#### [The problem]
Nothing outside the range below should be printed. Output exactly the lines from the line with "of the shadow" to the line with "of the white", both included.

#### [Excerpted data]
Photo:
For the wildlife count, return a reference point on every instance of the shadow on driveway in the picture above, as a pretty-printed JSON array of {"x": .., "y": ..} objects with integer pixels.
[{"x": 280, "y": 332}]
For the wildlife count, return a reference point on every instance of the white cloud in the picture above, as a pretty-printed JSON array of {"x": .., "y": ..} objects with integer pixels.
--
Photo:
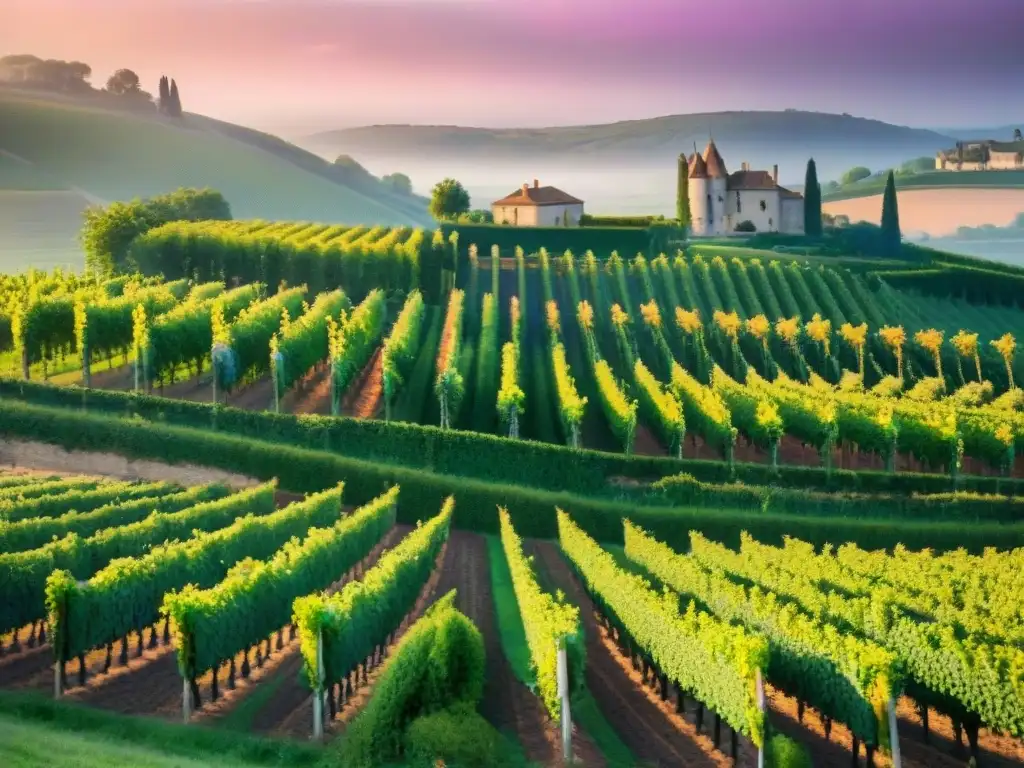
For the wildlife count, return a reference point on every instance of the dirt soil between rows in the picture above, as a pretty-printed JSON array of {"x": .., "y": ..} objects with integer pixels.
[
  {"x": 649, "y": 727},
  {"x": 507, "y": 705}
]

#### [Expected output]
For the wildlife count, return a reference point on every instance of the shadow on driveway in the picture above, as a pretty-printed JSON array of {"x": .., "y": ..} objects with integer pixels.
[{"x": 280, "y": 332}]
For the wildlife count, return a reference point on every instance of the white cloud in the picture above, as a pretty-printed JSON array of {"x": .., "y": ..} objects with integer pixels.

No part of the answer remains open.